(Part of a data file)

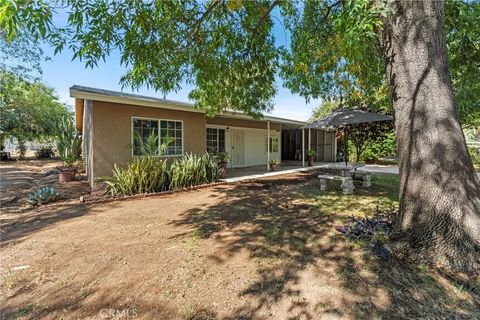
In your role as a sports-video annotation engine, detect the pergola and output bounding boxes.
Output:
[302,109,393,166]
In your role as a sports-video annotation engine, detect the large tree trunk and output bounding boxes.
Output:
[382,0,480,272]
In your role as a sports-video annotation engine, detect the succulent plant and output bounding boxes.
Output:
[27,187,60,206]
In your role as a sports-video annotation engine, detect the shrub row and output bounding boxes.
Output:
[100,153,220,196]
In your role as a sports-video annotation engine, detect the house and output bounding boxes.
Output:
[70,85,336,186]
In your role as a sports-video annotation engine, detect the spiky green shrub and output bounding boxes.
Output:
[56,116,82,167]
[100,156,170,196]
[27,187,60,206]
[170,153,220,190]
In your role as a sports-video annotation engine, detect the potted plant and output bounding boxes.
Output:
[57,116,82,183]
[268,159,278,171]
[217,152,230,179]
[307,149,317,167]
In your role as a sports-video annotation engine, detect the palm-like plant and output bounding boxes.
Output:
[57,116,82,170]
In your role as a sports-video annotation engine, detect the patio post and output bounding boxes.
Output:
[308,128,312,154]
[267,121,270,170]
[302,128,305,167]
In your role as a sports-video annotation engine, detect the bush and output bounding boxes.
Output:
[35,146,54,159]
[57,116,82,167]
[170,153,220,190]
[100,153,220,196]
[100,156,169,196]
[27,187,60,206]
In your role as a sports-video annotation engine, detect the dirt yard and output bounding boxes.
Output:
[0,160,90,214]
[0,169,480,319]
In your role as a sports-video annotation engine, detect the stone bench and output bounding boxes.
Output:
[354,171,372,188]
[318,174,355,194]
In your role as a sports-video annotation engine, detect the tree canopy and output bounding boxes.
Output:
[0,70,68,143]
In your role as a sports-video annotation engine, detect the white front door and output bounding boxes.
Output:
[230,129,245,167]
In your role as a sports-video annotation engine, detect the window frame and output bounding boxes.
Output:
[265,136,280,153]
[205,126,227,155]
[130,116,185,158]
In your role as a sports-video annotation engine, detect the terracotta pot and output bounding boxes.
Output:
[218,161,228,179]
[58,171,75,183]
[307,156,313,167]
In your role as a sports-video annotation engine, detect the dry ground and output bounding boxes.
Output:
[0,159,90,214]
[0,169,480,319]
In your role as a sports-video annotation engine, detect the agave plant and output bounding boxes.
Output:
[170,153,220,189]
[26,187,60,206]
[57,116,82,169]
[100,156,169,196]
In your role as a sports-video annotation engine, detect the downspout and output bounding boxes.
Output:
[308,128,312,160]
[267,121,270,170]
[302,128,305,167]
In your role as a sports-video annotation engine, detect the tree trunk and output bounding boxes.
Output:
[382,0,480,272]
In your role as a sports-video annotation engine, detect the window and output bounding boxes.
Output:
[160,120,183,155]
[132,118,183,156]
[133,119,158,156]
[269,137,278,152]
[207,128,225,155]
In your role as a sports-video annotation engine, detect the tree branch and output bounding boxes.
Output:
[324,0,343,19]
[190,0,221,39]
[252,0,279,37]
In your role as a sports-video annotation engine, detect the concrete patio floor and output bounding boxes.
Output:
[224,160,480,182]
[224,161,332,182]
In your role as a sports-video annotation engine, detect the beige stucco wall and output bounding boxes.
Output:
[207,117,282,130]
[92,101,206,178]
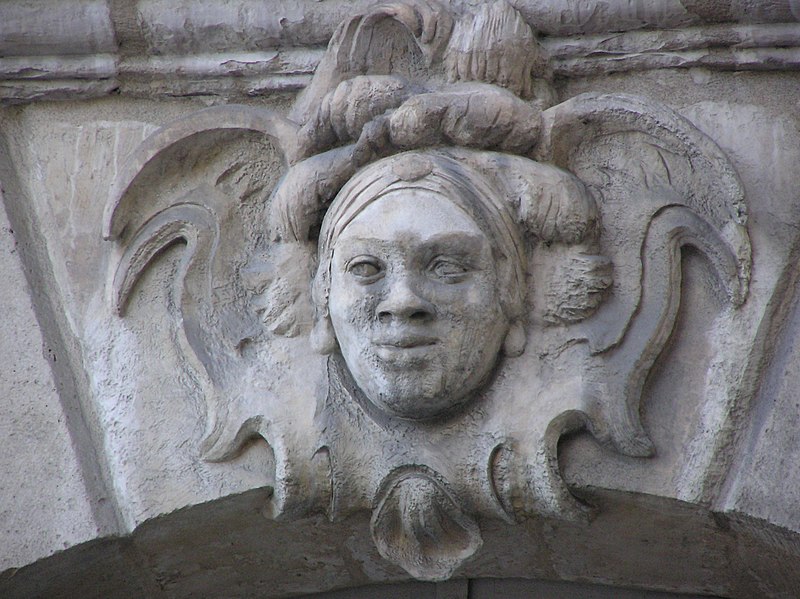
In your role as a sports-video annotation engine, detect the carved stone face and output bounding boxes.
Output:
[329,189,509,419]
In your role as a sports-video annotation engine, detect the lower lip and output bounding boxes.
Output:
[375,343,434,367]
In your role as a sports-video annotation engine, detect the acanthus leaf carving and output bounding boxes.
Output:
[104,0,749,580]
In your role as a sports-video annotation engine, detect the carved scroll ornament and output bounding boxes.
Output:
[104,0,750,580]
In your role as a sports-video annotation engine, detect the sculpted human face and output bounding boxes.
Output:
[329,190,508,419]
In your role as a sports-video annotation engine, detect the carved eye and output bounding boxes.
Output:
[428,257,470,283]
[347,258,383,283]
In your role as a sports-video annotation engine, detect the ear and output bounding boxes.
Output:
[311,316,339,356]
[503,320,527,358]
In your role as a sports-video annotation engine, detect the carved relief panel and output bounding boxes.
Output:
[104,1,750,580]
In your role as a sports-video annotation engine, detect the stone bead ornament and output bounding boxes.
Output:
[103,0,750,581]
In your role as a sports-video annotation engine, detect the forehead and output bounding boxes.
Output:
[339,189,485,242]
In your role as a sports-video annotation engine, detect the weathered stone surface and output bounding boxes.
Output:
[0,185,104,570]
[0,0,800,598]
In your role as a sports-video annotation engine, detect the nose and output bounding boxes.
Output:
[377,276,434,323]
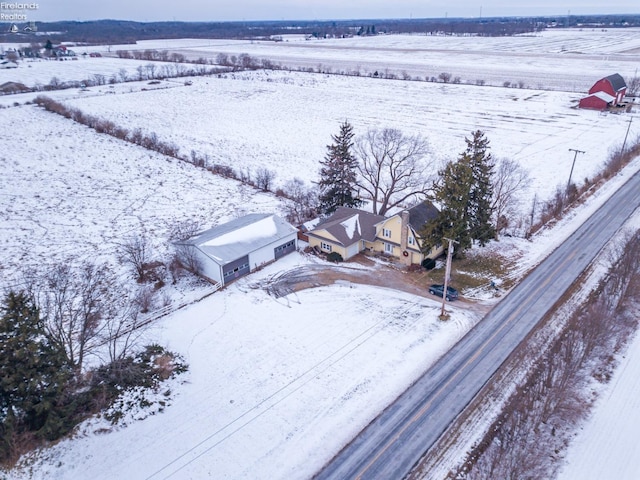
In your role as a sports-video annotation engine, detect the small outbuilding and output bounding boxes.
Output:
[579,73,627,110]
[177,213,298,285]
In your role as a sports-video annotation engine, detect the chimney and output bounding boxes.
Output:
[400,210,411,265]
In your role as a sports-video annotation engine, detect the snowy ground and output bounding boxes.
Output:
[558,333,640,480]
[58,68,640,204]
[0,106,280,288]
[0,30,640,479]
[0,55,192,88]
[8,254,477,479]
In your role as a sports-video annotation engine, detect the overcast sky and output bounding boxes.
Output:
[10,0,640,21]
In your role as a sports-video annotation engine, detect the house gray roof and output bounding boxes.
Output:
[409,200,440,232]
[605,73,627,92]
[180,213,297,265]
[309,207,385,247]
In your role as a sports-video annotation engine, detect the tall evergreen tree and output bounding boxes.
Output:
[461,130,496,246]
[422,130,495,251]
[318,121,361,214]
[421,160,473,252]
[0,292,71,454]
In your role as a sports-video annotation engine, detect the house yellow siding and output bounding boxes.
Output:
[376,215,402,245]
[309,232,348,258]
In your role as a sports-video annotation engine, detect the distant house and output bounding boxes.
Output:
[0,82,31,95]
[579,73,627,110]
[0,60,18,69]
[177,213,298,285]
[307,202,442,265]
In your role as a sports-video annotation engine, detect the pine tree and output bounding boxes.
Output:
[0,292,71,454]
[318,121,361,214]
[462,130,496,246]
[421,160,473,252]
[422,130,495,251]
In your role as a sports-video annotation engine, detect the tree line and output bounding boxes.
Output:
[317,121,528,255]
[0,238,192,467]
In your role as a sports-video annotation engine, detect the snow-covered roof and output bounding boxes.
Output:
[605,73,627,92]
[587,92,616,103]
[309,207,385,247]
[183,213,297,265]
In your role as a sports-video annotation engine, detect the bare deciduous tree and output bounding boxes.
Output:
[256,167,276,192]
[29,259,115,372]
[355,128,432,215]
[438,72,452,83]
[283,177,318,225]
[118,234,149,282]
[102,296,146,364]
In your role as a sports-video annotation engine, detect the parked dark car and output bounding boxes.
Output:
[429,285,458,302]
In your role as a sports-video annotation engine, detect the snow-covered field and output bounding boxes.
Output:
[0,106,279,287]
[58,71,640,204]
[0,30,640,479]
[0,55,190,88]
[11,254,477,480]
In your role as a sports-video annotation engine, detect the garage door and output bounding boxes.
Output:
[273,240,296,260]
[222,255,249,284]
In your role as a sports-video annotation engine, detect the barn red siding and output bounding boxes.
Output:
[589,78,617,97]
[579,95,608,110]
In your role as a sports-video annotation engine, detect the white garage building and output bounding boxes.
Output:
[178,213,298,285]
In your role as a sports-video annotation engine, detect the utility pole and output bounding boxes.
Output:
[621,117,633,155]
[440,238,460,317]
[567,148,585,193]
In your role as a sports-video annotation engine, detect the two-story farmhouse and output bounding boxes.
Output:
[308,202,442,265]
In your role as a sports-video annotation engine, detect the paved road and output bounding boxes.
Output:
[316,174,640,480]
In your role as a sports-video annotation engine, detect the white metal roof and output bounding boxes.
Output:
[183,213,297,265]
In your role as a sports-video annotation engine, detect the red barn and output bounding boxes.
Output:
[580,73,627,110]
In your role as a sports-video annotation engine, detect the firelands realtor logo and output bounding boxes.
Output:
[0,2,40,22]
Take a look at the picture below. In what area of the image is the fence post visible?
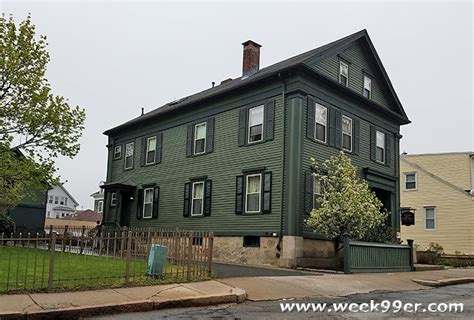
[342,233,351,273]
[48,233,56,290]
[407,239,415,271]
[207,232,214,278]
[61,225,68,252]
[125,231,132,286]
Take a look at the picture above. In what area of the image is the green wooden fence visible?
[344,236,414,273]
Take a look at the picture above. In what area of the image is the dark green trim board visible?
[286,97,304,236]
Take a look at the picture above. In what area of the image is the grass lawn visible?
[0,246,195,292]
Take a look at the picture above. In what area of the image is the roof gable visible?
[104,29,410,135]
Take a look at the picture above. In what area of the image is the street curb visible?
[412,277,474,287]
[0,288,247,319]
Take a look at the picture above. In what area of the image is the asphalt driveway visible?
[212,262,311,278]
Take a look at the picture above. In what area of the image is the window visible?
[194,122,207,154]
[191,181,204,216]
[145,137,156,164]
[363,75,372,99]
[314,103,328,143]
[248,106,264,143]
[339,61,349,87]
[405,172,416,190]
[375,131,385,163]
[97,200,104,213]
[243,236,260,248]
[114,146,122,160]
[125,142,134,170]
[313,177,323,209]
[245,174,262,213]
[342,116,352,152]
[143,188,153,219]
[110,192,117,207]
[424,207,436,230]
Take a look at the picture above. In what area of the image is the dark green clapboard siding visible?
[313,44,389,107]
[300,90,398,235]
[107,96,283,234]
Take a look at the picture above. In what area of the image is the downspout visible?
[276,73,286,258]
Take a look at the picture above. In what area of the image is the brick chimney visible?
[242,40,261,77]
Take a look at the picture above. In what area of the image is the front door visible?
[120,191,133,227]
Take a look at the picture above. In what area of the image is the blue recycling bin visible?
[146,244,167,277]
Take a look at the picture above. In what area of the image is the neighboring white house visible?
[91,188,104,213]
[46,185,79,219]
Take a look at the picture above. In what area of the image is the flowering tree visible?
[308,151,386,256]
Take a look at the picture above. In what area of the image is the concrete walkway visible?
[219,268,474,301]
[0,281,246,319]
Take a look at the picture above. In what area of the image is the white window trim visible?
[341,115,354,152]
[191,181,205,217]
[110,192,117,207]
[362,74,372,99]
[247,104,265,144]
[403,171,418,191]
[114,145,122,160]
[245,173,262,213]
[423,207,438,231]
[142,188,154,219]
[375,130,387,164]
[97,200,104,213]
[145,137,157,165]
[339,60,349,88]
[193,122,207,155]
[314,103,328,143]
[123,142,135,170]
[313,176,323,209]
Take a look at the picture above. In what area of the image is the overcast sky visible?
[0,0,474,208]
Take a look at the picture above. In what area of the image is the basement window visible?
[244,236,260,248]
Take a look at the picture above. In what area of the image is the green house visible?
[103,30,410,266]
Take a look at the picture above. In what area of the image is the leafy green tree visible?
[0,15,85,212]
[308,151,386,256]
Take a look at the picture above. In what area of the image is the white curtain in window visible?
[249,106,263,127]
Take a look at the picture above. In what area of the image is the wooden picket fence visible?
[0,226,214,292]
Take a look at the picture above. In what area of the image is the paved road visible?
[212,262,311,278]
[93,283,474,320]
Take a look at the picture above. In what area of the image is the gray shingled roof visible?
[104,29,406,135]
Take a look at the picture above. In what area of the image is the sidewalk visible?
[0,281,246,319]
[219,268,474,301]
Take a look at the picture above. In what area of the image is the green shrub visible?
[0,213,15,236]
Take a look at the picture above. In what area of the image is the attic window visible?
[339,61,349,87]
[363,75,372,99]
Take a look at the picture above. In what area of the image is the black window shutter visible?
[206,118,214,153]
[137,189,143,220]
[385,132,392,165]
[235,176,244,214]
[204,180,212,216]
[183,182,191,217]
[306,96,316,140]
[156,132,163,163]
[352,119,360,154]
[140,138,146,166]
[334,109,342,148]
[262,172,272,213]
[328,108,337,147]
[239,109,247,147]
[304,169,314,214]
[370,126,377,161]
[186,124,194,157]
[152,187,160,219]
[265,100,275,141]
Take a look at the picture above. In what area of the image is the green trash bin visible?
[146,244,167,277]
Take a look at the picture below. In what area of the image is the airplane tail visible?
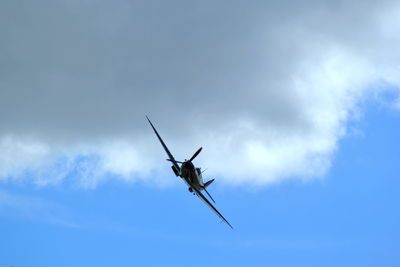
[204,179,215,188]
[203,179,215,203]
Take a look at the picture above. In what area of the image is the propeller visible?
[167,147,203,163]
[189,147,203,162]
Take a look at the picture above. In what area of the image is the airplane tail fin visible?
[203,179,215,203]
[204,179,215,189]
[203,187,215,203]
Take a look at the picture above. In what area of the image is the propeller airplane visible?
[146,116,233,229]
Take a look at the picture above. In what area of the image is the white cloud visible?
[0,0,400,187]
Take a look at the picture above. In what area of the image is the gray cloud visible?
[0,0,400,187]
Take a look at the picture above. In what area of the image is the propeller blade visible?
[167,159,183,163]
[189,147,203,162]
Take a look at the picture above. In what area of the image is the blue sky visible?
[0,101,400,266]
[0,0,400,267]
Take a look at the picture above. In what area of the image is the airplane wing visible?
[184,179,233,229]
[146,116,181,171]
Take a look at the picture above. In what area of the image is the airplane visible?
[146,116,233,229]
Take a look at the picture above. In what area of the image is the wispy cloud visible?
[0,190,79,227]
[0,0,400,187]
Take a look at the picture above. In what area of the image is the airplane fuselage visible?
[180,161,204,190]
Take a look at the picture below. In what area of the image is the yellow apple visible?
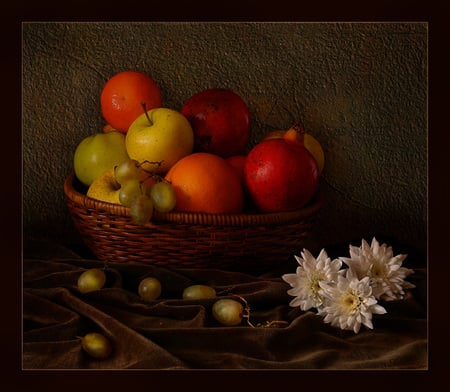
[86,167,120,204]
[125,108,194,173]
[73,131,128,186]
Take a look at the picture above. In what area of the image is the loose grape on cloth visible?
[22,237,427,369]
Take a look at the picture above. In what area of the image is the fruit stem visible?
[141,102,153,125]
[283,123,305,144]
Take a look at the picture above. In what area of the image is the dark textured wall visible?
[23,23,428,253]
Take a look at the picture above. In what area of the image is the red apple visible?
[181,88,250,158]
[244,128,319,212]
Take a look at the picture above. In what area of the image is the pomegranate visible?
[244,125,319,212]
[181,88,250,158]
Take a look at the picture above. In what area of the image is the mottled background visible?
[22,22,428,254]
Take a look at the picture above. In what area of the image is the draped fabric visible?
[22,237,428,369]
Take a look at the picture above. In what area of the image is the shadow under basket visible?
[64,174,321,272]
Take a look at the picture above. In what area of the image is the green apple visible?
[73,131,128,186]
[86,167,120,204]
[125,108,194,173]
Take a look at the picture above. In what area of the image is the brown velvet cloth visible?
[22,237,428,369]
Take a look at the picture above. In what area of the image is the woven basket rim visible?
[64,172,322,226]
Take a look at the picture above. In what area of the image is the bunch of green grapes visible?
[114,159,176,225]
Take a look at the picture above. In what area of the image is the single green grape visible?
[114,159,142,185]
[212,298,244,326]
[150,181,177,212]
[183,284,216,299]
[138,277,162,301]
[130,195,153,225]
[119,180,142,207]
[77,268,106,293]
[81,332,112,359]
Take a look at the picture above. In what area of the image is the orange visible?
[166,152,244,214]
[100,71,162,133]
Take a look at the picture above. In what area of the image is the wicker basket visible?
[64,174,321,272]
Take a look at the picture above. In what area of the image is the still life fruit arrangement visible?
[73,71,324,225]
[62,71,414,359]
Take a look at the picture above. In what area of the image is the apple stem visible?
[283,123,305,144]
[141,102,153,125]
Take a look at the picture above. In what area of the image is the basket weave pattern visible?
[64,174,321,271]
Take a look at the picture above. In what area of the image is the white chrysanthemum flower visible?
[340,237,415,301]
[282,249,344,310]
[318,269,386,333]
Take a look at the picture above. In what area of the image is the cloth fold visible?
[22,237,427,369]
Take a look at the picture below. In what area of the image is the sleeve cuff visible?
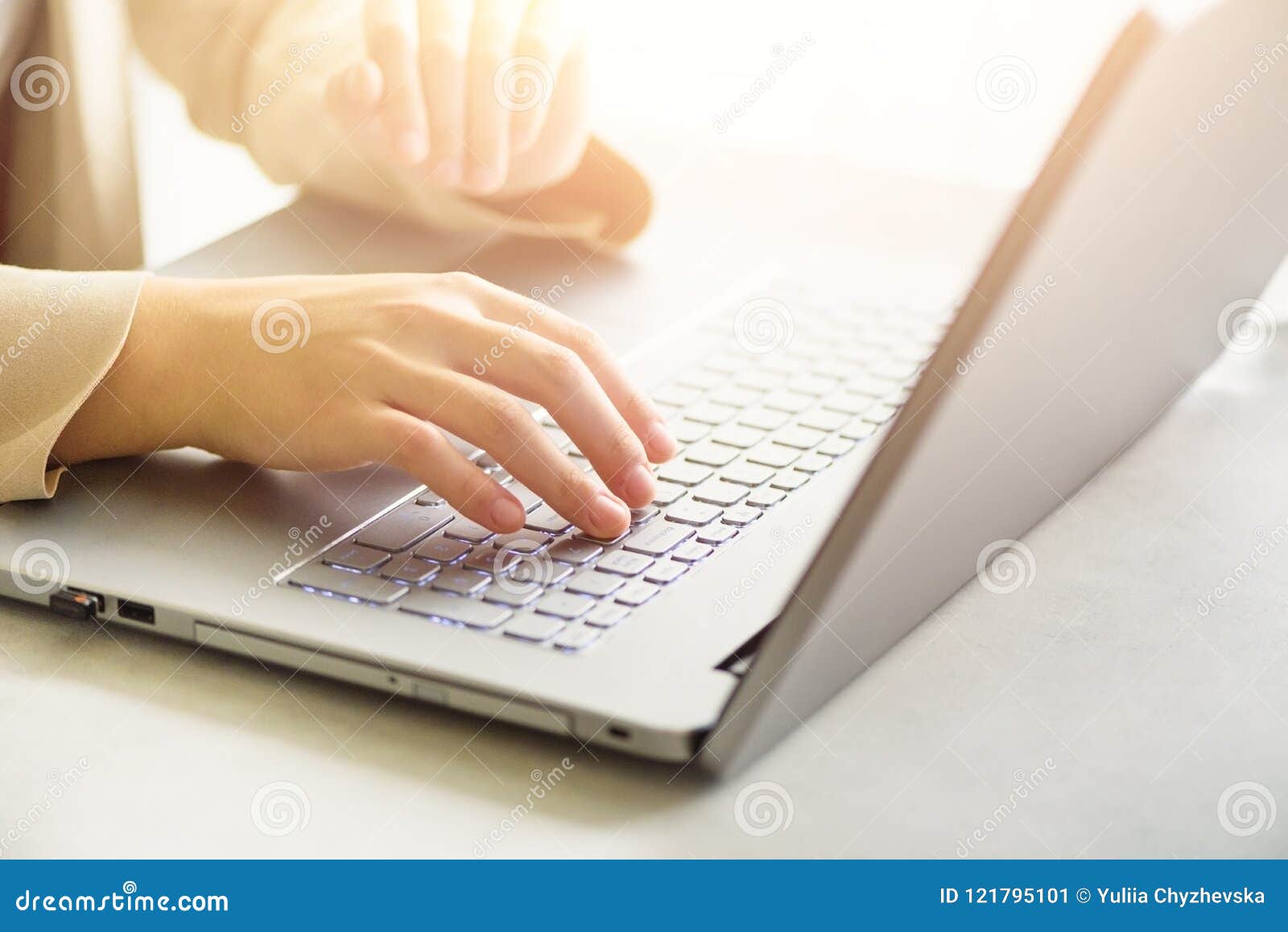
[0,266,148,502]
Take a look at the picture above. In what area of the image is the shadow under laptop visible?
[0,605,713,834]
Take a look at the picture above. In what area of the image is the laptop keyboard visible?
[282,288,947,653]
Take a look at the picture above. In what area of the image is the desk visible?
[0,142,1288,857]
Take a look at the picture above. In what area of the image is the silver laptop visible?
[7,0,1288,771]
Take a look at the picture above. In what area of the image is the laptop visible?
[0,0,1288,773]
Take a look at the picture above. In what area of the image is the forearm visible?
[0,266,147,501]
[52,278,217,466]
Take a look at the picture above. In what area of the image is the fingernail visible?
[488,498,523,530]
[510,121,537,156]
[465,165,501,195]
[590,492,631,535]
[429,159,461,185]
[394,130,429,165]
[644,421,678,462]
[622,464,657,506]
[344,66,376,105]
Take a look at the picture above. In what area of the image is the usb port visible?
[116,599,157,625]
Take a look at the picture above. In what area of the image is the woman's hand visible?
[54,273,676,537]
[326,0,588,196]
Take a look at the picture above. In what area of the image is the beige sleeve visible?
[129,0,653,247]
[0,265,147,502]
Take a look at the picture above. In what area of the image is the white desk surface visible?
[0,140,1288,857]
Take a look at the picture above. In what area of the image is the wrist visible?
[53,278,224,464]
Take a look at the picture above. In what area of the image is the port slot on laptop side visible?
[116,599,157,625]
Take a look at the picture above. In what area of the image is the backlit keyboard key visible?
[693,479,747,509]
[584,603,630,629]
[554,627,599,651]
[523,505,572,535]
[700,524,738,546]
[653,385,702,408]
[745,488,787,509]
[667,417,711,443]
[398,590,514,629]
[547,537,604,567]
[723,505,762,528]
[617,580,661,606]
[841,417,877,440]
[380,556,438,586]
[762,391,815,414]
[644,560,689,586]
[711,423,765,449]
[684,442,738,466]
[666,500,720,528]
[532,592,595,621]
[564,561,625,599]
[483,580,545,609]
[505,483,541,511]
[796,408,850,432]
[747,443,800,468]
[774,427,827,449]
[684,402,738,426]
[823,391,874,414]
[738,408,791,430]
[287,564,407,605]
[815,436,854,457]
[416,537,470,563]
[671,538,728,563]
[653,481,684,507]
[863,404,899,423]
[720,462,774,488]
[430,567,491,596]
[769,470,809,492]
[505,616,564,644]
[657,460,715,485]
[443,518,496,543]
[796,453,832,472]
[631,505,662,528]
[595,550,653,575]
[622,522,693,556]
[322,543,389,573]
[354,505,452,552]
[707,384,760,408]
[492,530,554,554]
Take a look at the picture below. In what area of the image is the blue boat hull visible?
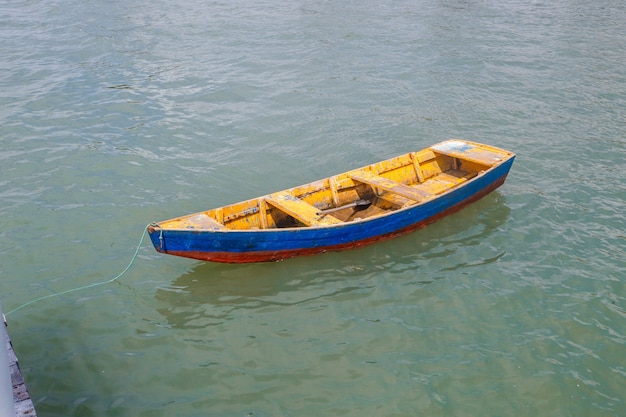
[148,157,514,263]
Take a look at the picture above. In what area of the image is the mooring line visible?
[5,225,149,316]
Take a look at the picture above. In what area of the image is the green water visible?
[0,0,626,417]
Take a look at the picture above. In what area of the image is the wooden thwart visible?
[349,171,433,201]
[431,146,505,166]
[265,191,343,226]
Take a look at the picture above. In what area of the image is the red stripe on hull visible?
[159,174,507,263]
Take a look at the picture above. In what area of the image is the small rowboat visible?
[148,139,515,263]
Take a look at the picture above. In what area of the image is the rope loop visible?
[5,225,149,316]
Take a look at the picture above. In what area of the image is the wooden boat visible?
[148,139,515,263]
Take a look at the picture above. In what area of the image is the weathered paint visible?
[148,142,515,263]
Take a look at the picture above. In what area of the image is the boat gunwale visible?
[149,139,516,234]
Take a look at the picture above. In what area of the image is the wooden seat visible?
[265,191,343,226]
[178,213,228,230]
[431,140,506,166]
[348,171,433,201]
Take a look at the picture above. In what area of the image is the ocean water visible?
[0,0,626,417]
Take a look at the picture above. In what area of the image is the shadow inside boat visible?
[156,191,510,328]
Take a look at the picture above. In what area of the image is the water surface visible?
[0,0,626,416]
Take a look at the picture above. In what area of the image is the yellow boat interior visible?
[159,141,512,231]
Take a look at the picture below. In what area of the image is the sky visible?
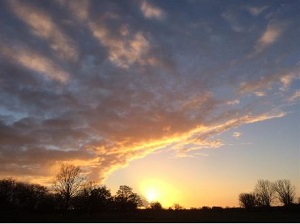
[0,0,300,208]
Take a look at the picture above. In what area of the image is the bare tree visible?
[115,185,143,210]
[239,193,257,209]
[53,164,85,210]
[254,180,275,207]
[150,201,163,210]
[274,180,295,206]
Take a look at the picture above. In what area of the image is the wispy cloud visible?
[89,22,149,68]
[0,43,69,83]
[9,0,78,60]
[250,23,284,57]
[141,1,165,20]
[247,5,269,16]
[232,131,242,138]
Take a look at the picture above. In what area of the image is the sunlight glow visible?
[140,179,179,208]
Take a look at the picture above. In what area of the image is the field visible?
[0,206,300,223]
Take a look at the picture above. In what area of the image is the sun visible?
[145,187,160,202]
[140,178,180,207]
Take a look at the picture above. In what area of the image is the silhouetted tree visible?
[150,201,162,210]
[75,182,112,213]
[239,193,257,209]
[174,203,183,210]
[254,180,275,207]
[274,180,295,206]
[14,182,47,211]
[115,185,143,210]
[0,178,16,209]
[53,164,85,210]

INSTRUCTIONS FOR THE TASK. Turn everything in the data from the line containing "post and output bounding boxes." down to the line containing "[130,116,185,158]", both included, into a Markdown table with the columns "Row" and "Line". Put the row number in Row and the line in Line, and leave out any blank lines.

SOLUTION FOR THIS TASK.
| Row | Line |
|---|---|
| 1 | In your role as a sports-video annotation engine, detect the patio post and output bounding boxes. |
| 2 | Output: |
| 3 | [308,128,312,154] |
| 4 | [267,121,270,170] |
| 5 | [302,128,305,167] |
| 6 | In your role as a sports-video annotation engine, detect the bush and output bounding boxes. |
| 7 | Output: |
| 8 | [35,146,54,159] |
| 9 | [57,116,82,167] |
| 10 | [170,153,220,190] |
| 11 | [100,153,220,196] |
| 12 | [100,156,169,196] |
| 13 | [27,187,60,206] |
| 14 | In your role as a sports-video annotation engine, detect the dirt yard and output bounding boxes. |
| 15 | Output: |
| 16 | [0,160,90,214] |
| 17 | [0,169,480,319] |
| 18 | In your role as a sports-video annotation engine, detect the stone bench and output bounding boxes. |
| 19 | Output: |
| 20 | [354,171,372,188] |
| 21 | [318,174,355,194] |
| 22 | In your role as a sports-video annotation engine, detect the tree canopy and output bounding boxes. |
| 23 | Output: |
| 24 | [0,70,68,143] |
| 25 | In your role as a sports-video annotation engine, detect the white front door and output bounding boxes. |
| 26 | Output: |
| 27 | [230,129,245,167] |
| 28 | In your role as a sports-video annotation engine, detect the window frame and output bounding boxes. |
| 29 | Output: |
| 30 | [265,136,280,153] |
| 31 | [205,126,227,155] |
| 32 | [130,116,185,158] |